Required actions —
1 – According to the forum thread on evaluating the log integral, why must α lie in the interval (0,3)?
2 – From the forum thread on the log integral, print everything from "Again, improper integrals" down to "it is divergent))".

Document extract —
★ ★ ★ ★ ★
# Evaluating $I_{\alpha}=\int_{0}^{\infty} \frac{\ln(1+x^2)}{x^\alpha}dx$ using complex analysis

Again, improper integrals involving $\ln(1+x^2)$

I am trying to get a result for the integral $I_{\alpha}=\int_{0}^{\infty} \frac{\ln(1+x^2)}{x^\alpha}dx$ - asked above link- using some complex analysis, however, I couldn't find an appropriate solution. (Of course, for $\alpha \in (0,3)$ as stated above link (o.w. it is divergent))

Any ideas?

• Applying by parts with $u=ln(1+x^2)$ and $v'=x^{- \alpha}$ we have: $\int uv'= x^{-1-\alpha} ln(1+x^2) - \int 2dx/((1+x^2)x^{\alpha})$ then I guess branch cut? Nov 16 '14 at 19:52

Let $\alpha = 1 + p$. Then we have $$\int_0^{\infty}\frac{\ln(1+x^2)}{x^{1+p}}dx$$ where $0<p<2$. Let $u = \ln(1+x^2)$ and $dv = x^{-1-p}dx$. Then $du = \frac{2x}{1+x^2}$ and $v = \frac{-1}{px^p}$. $$uv\big|_0^{\infty}\to 0$$ for $p\in(0,2)$. $$\int_0^{\infty}\frac{\ln(1+x^2)}{x^{1+p}}dx=\frac{2}{p}\int_0^{\infty}\frac{x^{1-p}}{x^2+1}dx$$ Let $\beta -1 = 1-p$ so $p=2-\beta$. Let $x=t^2$ so $dx=2tdt$. $$\frac{4}{2-\beta}\int_0^{\infty}\frac{t^{2\beta - 1}}{t^4+1}dt$$ The contour we desire is
The integrals over the semicircles go to zero as $R\to\infty$ and $\delta\to 0$ so we have \begin{align} \frac{4}{2-\beta}\int_0^{\infty}\frac{t^{2\beta - 1}}{t^4+1}dt &= \frac{4}{2-\beta}\int_{-\infty}^{\infty}\frac{z^{2\beta - 1}}{z^4+1}dz\\ &= \frac{4}{2-\beta}\int_0^{\infty}\frac{z^{2\beta - 1}+(-z)^{2\beta - 1}}{z^4+1}dz \end{align} Now, $(-z)^{2\beta} = -e^{2\pi i\beta}z^{2\beta}$. $$\frac{4}{2-\beta}\int_0^{\infty}\frac{z^{2\beta - 1}+(-z)^{2\beta - 1}}{z^4+1}dz = \frac{4(1-e^{2\pi i\beta})}{2-\beta}\int_0^{\infty}\frac{z^{2\beta - 1}}{z^4+1}dz\tag{1}$$ Then $(1)$ is equal to $2\pi i$ times sum of the residue is the upper half plane. \begin{align} \frac{8\pi i}{(1-e^{2\pi i\beta})(2-\beta)}\Bigl[\lim_{z\to e^{\frac{i \pi }{4}}}\frac{(z-e^{\frac{i \pi }{4}}) z^{2\beta -1}}{z^4+1}+\lim_{z\to e^{\frac{3i\pi}{4}}}\frac{(z-e^{\frac{3i\pi}{4}})z^{2\beta-1}}{z^4+1}\Bigr] &= \frac{\pi\csc\bigl(\frac{\pi\beta}{2}\bigr)}{2-\beta}\\ &= \frac{\pi\csc\bigl(\frac{\pi p}{2}\bigr)}{p}\tag{2}\\ &= \frac{\pi\sec\bigl(\frac{\pi\alpha}{2}\bigr)}{1-\alpha}\tag{3} \end{align} Equations $(2)$ and $(3)$ occur by back substituting for $\beta$ and $p$.
★ ★ ★ ★ ★
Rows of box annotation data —
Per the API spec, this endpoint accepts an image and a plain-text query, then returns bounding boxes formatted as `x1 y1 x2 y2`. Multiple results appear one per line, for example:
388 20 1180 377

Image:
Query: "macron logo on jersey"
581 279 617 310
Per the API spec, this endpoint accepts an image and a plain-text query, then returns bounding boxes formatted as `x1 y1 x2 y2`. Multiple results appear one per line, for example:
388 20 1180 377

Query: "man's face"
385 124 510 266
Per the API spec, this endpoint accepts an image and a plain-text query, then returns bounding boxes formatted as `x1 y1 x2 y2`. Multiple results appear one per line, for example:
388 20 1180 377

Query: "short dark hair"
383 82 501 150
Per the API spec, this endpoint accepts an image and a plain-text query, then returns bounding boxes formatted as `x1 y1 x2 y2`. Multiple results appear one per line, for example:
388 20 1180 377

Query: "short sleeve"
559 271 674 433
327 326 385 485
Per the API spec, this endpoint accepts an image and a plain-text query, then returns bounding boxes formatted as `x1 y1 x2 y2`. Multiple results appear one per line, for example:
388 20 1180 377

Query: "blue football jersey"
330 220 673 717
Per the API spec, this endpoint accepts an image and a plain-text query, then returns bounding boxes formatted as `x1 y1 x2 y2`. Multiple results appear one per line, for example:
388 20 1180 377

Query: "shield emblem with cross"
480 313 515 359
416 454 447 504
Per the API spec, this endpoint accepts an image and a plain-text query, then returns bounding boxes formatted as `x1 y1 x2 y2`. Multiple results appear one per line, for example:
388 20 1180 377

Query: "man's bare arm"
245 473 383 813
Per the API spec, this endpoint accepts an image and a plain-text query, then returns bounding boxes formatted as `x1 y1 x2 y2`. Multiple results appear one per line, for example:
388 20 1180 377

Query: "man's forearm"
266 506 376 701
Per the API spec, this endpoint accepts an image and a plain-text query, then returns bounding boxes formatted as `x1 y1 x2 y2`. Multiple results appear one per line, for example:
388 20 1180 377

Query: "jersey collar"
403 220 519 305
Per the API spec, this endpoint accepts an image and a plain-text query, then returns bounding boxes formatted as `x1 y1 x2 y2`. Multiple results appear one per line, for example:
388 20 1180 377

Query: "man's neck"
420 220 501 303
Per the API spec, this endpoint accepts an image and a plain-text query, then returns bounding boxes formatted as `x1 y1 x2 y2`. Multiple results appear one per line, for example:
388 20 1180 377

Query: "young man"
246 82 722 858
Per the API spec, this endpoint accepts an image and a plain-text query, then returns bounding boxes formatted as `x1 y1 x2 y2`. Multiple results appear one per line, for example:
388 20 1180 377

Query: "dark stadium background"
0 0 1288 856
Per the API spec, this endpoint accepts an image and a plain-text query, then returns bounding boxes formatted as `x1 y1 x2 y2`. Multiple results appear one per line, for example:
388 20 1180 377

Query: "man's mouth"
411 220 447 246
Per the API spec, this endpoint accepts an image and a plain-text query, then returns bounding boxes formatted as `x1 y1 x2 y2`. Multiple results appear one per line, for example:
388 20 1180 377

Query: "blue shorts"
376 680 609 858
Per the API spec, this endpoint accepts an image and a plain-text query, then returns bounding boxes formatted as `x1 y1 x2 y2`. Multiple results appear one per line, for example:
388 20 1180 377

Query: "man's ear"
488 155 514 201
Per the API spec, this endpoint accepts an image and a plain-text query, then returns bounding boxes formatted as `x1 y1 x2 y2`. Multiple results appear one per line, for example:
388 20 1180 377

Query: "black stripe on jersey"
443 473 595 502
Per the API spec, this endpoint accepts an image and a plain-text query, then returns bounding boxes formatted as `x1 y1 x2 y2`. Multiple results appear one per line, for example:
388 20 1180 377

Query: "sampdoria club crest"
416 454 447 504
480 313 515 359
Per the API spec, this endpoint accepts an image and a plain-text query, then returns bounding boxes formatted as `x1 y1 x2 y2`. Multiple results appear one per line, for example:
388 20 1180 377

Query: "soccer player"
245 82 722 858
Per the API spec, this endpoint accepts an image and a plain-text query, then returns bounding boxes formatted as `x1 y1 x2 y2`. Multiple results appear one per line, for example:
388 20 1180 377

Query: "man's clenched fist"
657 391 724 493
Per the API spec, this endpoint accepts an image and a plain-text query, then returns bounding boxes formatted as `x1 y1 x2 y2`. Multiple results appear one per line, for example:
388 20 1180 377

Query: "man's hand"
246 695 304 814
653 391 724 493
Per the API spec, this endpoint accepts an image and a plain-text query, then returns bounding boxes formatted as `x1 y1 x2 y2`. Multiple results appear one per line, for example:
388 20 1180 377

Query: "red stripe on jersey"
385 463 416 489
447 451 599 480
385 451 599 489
★ ★ ★ ★ ★
Answers below —
1 – α must lie in (0,3) because otherwise the integral is divergent.

2 –
Again, improper integrals involving $\ln(1+x^2)$

I am trying to get a result for the integral $I_{\alpha}=\int_{0}^{\infty} \frac{\ln(1+x^2)}{x^\alpha}dx$ - asked above link- using some complex analysis, however, I couldn't find an appropriate solution. (Of course, for $\alpha \in (0,3)$ as stated above link (o.w. it is divergent))